-- What you should do --
Rewrite in full the stretch of the data from the line containing "Q: Using the form shown in this sample, indicate the patchy" through the end of the data, and scale each answer coordinate by multiplying it by 2 and rounding to a whole number, with halves rounded up. Leave every other line and number unchanged.

[Named-object pointing entries]
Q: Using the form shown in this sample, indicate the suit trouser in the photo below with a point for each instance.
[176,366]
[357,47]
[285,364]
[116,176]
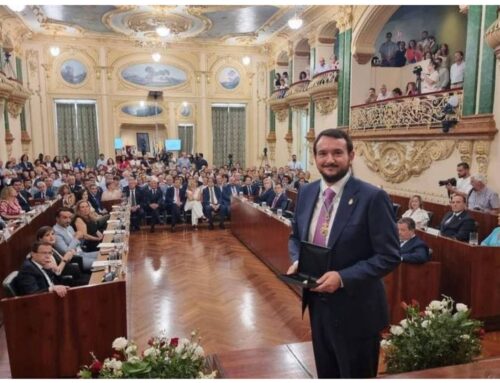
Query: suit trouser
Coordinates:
[337,356]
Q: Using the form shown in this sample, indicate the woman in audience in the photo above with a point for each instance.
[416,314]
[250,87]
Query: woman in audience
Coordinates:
[9,205]
[69,199]
[494,238]
[112,191]
[430,79]
[64,264]
[88,227]
[193,202]
[411,89]
[416,212]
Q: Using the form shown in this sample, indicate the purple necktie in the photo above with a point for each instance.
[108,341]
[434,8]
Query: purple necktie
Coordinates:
[320,235]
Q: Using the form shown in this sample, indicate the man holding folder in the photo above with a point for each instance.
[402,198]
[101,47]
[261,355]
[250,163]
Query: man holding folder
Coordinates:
[352,224]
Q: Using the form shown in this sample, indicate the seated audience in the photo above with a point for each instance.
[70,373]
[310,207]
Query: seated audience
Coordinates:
[9,205]
[494,238]
[457,223]
[36,275]
[481,197]
[413,249]
[416,212]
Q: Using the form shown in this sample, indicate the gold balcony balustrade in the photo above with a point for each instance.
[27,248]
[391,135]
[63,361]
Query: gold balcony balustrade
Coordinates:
[297,95]
[279,103]
[323,90]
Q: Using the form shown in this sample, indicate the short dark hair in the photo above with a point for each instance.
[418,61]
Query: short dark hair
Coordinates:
[59,211]
[337,134]
[409,222]
[37,244]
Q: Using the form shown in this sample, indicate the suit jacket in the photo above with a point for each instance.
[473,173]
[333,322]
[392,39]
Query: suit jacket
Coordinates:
[364,247]
[267,197]
[227,193]
[459,227]
[206,196]
[415,251]
[31,280]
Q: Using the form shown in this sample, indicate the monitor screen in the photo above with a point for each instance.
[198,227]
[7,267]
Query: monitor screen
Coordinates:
[173,145]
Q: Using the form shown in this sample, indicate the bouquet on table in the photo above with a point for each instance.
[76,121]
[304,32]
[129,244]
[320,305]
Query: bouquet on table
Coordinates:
[442,335]
[166,358]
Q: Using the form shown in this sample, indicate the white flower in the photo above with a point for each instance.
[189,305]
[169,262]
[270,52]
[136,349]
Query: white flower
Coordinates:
[461,307]
[435,305]
[120,343]
[397,330]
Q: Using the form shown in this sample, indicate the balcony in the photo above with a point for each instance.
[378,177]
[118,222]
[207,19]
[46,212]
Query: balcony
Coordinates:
[298,96]
[279,104]
[323,90]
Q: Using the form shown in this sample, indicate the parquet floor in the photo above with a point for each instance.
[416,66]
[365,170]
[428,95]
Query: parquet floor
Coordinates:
[207,280]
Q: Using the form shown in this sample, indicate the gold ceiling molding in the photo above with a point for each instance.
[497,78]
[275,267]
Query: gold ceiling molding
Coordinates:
[397,162]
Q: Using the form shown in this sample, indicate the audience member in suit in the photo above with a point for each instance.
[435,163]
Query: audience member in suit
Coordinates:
[43,193]
[413,249]
[248,189]
[67,238]
[135,196]
[23,196]
[267,195]
[152,203]
[212,198]
[36,276]
[280,199]
[457,223]
[174,201]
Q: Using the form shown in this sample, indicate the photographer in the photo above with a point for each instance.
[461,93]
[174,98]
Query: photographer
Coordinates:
[463,184]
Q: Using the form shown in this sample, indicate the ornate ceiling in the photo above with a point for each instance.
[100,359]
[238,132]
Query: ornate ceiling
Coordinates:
[233,25]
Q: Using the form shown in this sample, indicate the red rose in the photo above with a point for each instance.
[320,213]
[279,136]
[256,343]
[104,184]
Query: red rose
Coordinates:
[96,367]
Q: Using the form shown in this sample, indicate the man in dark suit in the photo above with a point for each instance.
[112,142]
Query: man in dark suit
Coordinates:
[23,196]
[36,276]
[457,223]
[280,199]
[135,196]
[412,248]
[355,222]
[268,194]
[212,204]
[175,197]
[152,203]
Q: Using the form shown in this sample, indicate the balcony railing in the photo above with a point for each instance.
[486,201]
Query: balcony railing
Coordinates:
[425,110]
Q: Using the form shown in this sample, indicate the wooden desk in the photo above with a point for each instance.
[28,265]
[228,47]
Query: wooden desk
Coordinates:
[471,275]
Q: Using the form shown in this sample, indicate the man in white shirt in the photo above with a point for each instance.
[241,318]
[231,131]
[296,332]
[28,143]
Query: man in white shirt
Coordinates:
[457,70]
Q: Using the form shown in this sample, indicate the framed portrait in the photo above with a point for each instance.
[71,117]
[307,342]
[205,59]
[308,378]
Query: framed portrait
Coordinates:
[143,142]
[73,72]
[229,78]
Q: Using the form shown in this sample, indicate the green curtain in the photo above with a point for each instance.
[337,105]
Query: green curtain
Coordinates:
[228,124]
[185,134]
[66,129]
[88,147]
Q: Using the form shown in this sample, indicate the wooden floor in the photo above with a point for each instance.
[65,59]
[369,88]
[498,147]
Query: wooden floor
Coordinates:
[207,280]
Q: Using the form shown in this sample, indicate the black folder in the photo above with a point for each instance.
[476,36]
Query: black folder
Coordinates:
[313,263]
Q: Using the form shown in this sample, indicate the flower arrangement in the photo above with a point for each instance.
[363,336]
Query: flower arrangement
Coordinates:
[164,358]
[442,335]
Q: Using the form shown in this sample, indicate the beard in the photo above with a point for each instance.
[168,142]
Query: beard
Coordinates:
[333,178]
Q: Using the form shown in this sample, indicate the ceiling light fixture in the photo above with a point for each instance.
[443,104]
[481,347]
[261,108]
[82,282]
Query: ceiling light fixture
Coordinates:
[295,22]
[17,7]
[54,51]
[156,57]
[162,31]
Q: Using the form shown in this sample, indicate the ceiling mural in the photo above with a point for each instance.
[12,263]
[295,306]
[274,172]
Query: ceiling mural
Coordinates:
[232,24]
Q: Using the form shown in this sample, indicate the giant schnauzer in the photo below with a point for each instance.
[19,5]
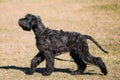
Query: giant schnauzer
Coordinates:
[51,43]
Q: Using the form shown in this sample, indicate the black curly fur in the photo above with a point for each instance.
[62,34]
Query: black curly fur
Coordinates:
[51,43]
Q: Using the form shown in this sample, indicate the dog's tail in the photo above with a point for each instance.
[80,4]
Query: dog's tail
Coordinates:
[94,41]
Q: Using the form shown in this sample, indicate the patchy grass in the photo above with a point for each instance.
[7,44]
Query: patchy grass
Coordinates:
[99,18]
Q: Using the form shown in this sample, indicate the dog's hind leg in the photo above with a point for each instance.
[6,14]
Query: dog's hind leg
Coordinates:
[80,64]
[86,56]
[36,61]
[49,63]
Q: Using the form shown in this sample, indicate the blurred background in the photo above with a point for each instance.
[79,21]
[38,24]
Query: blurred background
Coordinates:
[98,18]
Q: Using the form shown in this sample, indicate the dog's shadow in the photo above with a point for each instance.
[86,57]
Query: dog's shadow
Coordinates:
[26,70]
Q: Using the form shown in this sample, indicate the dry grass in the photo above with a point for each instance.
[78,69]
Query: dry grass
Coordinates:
[99,18]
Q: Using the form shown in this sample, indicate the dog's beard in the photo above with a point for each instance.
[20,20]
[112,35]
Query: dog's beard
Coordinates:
[24,26]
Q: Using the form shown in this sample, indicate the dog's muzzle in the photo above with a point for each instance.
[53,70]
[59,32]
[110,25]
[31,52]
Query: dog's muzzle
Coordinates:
[23,26]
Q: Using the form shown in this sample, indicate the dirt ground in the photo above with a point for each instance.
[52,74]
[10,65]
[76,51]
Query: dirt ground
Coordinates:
[98,18]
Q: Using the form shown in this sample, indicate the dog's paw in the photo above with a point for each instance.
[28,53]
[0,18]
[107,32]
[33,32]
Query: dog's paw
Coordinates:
[77,72]
[46,73]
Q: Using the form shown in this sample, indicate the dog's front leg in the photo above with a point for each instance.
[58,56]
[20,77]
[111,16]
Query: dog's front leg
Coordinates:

-- Written solution --
Q: Using the form shown in this sample, indicate the patchy grass in the photo above with a point for each instance.
[7,44]
Query: patchy grass
Coordinates:
[198,36]
Q: Using the form shown in this sample, indicate the dog's hind leg in the photo above with a point for each instance.
[6,14]
Query: dog's hind leg
Coordinates:
[160,128]
[172,112]
[72,122]
[98,126]
Q: Using the form shown in this sample, indicate the blurred background in the photo above with a point for each instance.
[79,21]
[38,24]
Query: blurred background
Coordinates:
[196,36]
Q: Using the form shown in this sample, indicate the dog's shadow in the photo above with a point for each instance.
[86,57]
Query: dog's shadow
Coordinates:
[52,140]
Q: Using the form shown in this sample, indicate the dry grass in the photo above with a point for each instance.
[78,69]
Query: dry grass
Coordinates:
[198,36]
Q: Using the form shown in this sample, indicate the dog's beard in the photo above with a point for each instance.
[20,20]
[112,35]
Query: dog's beard
Coordinates:
[48,52]
Q: Using the form shown in this sample, indicate the dog's muzzle in the photo above with a point for each instance.
[53,70]
[59,32]
[110,25]
[31,52]
Query: dog's muzzle
Coordinates:
[46,52]
Q: Using the form shown in this sample, indicate the dirt ground in the photo above with a point for each instance.
[52,74]
[10,65]
[76,51]
Query: dirt ground
Coordinates:
[196,36]
Q: Using the form shown in this sample, indicate the dog's paw in the photo above with a point for each instance.
[28,53]
[0,18]
[107,32]
[33,32]
Query: dog's paw
Coordinates:
[154,144]
[92,146]
Q: Using the form shown in this sample, indicate the dog's front leg in the photo above with a point for each instance.
[58,56]
[20,77]
[111,16]
Query: dog's front leg
Coordinates:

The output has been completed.